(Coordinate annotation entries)
*-*-*
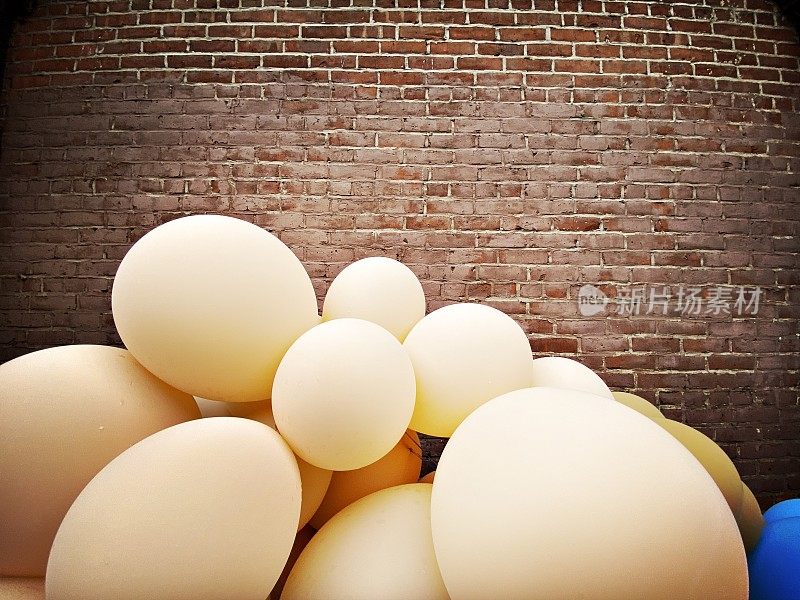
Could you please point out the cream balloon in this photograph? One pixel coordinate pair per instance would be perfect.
(22, 588)
(202, 510)
(210, 304)
(377, 289)
(565, 373)
(343, 394)
(315, 481)
(378, 548)
(212, 408)
(749, 519)
(464, 355)
(300, 542)
(638, 404)
(547, 493)
(711, 457)
(65, 413)
(401, 465)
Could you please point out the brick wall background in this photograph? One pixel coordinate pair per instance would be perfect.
(509, 151)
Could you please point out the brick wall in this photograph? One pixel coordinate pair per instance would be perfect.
(508, 151)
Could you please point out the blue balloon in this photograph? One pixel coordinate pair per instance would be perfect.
(783, 510)
(774, 564)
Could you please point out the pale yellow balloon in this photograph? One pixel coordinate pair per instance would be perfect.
(560, 372)
(343, 394)
(212, 408)
(65, 413)
(22, 588)
(401, 465)
(377, 289)
(547, 493)
(638, 404)
(315, 481)
(749, 518)
(300, 542)
(712, 457)
(428, 478)
(210, 304)
(378, 548)
(202, 511)
(463, 355)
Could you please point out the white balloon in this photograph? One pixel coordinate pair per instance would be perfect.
(343, 394)
(464, 355)
(210, 304)
(568, 374)
(546, 493)
(200, 511)
(378, 548)
(377, 289)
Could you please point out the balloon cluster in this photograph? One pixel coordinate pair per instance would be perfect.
(302, 482)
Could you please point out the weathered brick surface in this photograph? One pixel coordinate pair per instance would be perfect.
(507, 150)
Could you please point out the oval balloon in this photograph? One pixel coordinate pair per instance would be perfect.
(547, 493)
(202, 510)
(210, 304)
(377, 289)
(343, 394)
(401, 465)
(463, 355)
(65, 413)
(560, 372)
(378, 548)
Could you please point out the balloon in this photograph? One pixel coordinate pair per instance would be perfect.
(202, 510)
(212, 408)
(300, 542)
(65, 413)
(343, 394)
(548, 493)
(749, 519)
(381, 290)
(315, 481)
(210, 304)
(428, 478)
(464, 355)
(712, 457)
(783, 510)
(638, 404)
(401, 465)
(559, 372)
(378, 548)
(22, 588)
(775, 562)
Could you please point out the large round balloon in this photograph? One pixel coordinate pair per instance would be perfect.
(401, 465)
(22, 588)
(775, 562)
(210, 304)
(344, 394)
(381, 290)
(749, 519)
(65, 413)
(202, 510)
(464, 355)
(378, 548)
(560, 372)
(712, 457)
(548, 493)
(315, 481)
(638, 404)
(783, 510)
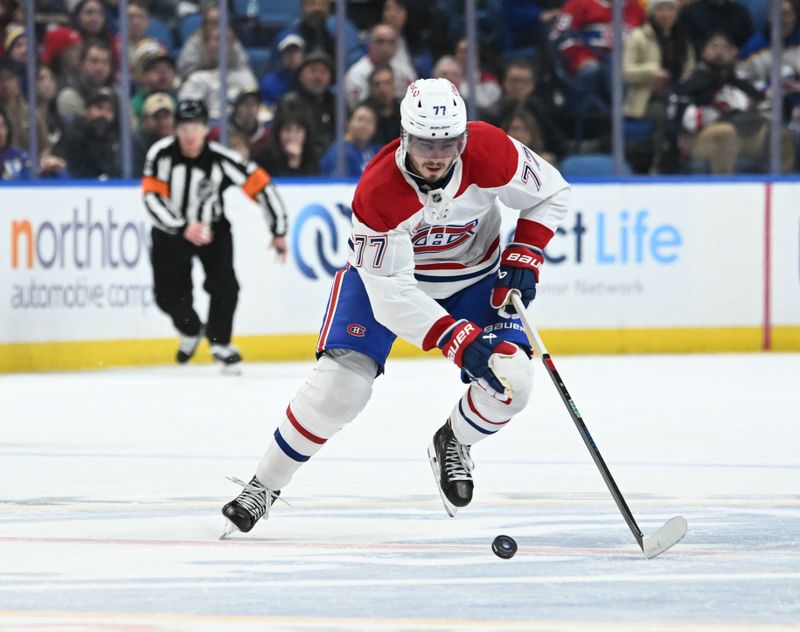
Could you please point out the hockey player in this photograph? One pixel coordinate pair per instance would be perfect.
(426, 265)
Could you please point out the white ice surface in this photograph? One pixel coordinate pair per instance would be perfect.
(111, 485)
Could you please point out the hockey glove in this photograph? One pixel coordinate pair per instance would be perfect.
(519, 270)
(466, 344)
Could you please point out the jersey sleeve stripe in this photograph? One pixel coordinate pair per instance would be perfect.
(155, 185)
(256, 182)
(532, 233)
(436, 331)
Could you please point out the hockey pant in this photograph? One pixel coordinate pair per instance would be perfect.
(340, 387)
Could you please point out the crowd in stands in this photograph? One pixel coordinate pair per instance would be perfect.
(696, 74)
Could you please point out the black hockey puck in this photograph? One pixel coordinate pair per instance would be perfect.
(504, 546)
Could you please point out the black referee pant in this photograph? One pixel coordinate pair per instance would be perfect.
(172, 257)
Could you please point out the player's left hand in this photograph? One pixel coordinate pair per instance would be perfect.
(279, 244)
(519, 270)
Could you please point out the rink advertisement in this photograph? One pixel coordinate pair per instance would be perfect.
(635, 267)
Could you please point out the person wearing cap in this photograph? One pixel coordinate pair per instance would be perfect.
(61, 50)
(314, 94)
(90, 145)
(657, 57)
(157, 121)
(247, 131)
(205, 84)
(94, 72)
(382, 49)
(154, 70)
(275, 84)
(185, 178)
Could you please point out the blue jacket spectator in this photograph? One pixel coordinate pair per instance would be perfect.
(359, 147)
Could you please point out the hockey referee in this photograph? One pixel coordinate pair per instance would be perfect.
(185, 177)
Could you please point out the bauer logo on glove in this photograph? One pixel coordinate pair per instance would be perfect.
(519, 270)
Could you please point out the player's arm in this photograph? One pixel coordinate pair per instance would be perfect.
(541, 194)
(155, 192)
(257, 185)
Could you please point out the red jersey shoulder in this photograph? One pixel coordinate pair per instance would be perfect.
(383, 199)
(490, 159)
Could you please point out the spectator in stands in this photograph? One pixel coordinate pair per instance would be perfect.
(719, 114)
(700, 18)
(314, 94)
(382, 49)
(487, 86)
(157, 122)
(657, 57)
(14, 163)
(91, 144)
(519, 89)
(275, 84)
(395, 14)
(583, 37)
(756, 66)
(46, 102)
(94, 73)
(196, 53)
(247, 132)
(61, 50)
(15, 106)
(89, 19)
(359, 146)
(318, 29)
(154, 71)
(386, 106)
(204, 85)
(138, 23)
(290, 150)
(522, 126)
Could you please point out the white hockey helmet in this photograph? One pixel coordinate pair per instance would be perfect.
(434, 112)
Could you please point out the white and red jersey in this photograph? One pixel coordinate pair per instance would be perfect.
(411, 247)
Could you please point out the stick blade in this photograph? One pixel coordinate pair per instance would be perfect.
(665, 538)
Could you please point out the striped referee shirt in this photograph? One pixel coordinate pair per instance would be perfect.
(179, 191)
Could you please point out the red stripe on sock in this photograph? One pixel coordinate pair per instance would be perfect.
(475, 410)
(293, 420)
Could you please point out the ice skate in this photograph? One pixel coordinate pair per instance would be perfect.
(188, 345)
(247, 508)
(228, 358)
(452, 469)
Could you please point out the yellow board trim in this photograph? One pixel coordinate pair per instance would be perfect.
(98, 354)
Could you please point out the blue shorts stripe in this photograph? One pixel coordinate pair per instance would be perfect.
(471, 423)
(290, 452)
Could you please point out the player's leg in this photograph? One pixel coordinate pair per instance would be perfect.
(479, 413)
(351, 351)
(223, 291)
(171, 258)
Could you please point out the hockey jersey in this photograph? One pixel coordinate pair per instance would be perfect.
(412, 246)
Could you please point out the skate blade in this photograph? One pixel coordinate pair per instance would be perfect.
(449, 507)
(229, 369)
(230, 529)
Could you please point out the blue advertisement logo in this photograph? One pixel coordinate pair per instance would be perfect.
(326, 232)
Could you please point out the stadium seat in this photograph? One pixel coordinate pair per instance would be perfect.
(580, 165)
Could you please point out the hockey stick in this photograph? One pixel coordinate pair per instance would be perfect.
(675, 528)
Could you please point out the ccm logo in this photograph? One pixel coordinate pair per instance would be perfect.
(356, 330)
(458, 340)
(527, 260)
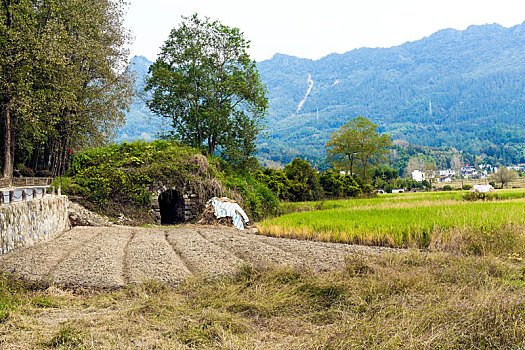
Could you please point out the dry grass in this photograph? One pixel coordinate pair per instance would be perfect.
(392, 301)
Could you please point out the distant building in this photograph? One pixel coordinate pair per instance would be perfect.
(482, 189)
(418, 176)
(446, 173)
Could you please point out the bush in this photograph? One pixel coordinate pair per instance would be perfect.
(44, 173)
(27, 172)
(259, 200)
(305, 182)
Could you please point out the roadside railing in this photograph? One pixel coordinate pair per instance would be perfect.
(25, 194)
(25, 181)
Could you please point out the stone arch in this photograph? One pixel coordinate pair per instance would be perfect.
(172, 207)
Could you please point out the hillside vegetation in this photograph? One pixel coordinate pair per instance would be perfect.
(453, 88)
(118, 179)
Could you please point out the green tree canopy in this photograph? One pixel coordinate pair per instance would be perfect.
(357, 143)
(205, 82)
(305, 182)
(63, 84)
(504, 176)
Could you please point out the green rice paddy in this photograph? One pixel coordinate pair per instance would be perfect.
(399, 220)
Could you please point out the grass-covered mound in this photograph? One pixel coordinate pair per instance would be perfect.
(119, 179)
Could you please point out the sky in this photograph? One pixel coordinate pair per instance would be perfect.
(313, 29)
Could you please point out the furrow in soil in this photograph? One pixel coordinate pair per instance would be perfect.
(251, 250)
(150, 257)
(202, 256)
(98, 263)
(38, 261)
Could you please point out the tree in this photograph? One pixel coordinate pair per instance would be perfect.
(357, 143)
(456, 163)
(205, 82)
(414, 163)
(304, 181)
(63, 82)
(504, 176)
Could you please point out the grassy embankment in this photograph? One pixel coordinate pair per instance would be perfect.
(398, 300)
(422, 220)
(391, 301)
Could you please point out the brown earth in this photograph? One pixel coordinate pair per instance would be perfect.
(112, 257)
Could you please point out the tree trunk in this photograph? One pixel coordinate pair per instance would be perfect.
(9, 144)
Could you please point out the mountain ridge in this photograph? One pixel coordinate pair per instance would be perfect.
(457, 88)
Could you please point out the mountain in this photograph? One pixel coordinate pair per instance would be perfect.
(461, 89)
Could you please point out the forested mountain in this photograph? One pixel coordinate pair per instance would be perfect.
(464, 89)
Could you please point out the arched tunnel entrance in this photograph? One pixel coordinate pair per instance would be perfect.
(171, 205)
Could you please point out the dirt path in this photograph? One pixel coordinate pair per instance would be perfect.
(116, 256)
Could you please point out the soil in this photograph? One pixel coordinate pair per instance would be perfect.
(113, 257)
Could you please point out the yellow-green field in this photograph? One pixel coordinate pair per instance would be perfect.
(419, 220)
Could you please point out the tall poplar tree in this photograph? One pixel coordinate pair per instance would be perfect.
(205, 82)
(63, 81)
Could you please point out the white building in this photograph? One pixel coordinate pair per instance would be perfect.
(418, 176)
(446, 173)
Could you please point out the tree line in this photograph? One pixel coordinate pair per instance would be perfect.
(64, 84)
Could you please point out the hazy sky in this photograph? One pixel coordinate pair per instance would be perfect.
(313, 29)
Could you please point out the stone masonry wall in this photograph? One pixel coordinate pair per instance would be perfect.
(25, 223)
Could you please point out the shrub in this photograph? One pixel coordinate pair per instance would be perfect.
(259, 200)
(305, 182)
(44, 173)
(27, 172)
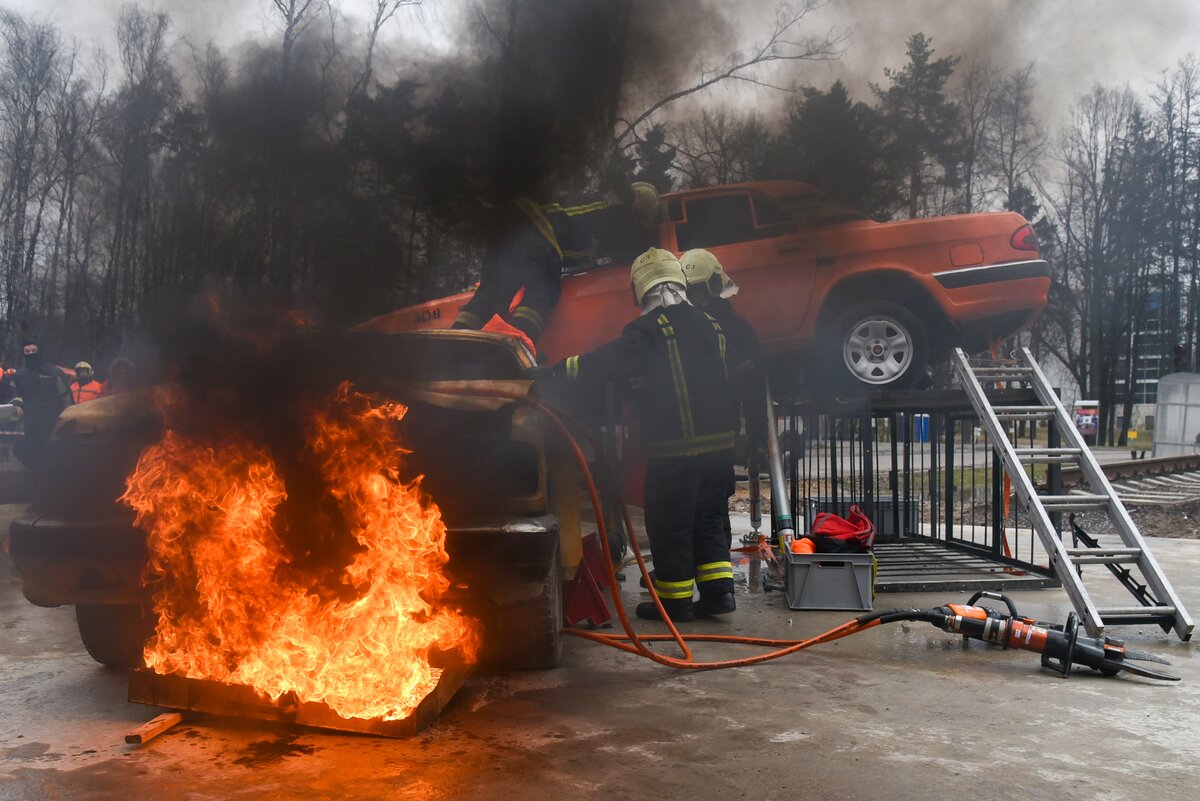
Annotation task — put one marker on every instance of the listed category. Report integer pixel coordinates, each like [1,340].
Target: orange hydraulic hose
[631,642]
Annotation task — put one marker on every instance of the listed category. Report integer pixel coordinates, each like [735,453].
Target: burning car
[389,519]
[856,303]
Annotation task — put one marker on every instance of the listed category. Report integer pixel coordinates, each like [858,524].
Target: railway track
[1163,481]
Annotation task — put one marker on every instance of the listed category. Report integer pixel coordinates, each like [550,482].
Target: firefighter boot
[679,609]
[714,604]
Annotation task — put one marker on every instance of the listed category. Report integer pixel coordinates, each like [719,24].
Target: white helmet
[653,267]
[702,267]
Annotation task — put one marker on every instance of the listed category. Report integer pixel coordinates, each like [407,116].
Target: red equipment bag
[843,535]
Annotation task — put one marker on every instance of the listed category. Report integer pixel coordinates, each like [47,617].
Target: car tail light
[1024,239]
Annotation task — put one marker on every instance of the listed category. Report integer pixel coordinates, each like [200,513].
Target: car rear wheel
[874,345]
[528,634]
[114,634]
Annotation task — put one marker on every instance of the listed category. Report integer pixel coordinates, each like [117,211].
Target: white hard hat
[702,267]
[653,267]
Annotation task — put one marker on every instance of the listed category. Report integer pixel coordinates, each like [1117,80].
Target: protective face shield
[706,275]
[653,267]
[646,208]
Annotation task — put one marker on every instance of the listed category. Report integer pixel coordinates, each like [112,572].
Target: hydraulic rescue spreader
[1060,648]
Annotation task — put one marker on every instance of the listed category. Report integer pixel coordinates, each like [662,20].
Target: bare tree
[382,12]
[977,100]
[30,66]
[1017,140]
[295,17]
[785,43]
[721,148]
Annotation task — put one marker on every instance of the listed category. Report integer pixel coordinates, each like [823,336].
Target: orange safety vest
[82,392]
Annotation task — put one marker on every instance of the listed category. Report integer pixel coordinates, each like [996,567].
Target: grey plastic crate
[829,580]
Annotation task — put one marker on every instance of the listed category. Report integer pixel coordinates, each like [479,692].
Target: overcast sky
[1074,43]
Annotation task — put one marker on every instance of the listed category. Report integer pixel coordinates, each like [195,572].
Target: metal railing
[921,467]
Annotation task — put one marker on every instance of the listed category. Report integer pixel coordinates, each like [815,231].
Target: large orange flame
[233,603]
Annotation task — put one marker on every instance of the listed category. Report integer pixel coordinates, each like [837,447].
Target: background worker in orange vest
[85,386]
[535,242]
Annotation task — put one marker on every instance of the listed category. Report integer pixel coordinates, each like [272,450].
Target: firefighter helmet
[646,203]
[653,267]
[703,269]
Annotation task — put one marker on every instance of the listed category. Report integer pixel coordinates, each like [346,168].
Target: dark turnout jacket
[672,361]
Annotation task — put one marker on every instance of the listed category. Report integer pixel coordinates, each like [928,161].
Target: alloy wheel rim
[877,349]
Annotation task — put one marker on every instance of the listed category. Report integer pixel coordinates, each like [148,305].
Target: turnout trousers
[687,499]
[521,258]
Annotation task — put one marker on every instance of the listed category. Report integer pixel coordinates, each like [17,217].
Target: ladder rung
[1073,503]
[1102,559]
[1001,377]
[1103,552]
[1135,612]
[1008,368]
[1048,455]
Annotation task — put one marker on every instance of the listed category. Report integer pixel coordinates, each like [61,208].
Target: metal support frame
[1066,445]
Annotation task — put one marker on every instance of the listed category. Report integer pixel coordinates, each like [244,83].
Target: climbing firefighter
[85,386]
[709,289]
[534,244]
[672,359]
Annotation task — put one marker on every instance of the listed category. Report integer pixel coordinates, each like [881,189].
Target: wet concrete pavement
[897,712]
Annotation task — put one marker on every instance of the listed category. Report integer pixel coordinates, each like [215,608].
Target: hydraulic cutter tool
[1061,648]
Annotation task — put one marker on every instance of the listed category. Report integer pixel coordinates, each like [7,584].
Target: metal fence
[922,468]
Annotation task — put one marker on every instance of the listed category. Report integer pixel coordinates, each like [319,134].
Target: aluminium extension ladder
[1161,604]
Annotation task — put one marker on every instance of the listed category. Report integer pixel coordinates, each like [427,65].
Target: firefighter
[672,359]
[45,393]
[709,289]
[537,242]
[85,386]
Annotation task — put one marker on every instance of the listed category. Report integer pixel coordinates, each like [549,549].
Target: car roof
[801,200]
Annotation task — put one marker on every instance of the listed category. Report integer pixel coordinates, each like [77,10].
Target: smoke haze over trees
[312,167]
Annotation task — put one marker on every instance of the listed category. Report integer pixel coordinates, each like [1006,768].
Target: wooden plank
[153,728]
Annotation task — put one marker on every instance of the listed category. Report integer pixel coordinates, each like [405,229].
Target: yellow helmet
[702,267]
[646,203]
[653,267]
*-*-*
* _Stated exercise_
Begin with the line that contains "each like [427,65]." and end with the last line of the records; set down every line in that span exactly, and nothing else.

* _Answer to the exercise_
Annotation task — put one marker on every instance of the listed category. Report integer pixel coordinates, each like [427,65].
Target: firefighter
[672,359]
[45,393]
[709,289]
[537,242]
[85,386]
Annotation task — put one marker on every instance of the listed category. Report integer pixel coordinates, each like [549,549].
Target: car roof
[801,200]
Annotation task — put one marker on every instance of the listed category. Report integer pixel coordinates, each like [77,10].
Target: smoke haze over trees
[312,167]
Annotation task — put one marker on every instance of the listed category. Report integer pixel coordinates, each like [1006,768].
Target: wooden plank
[153,728]
Annotation task — put one marker on every instance of the listed category. Report integer pixel coordinates, each like [405,229].
Target: yellow helmet
[702,267]
[646,203]
[653,267]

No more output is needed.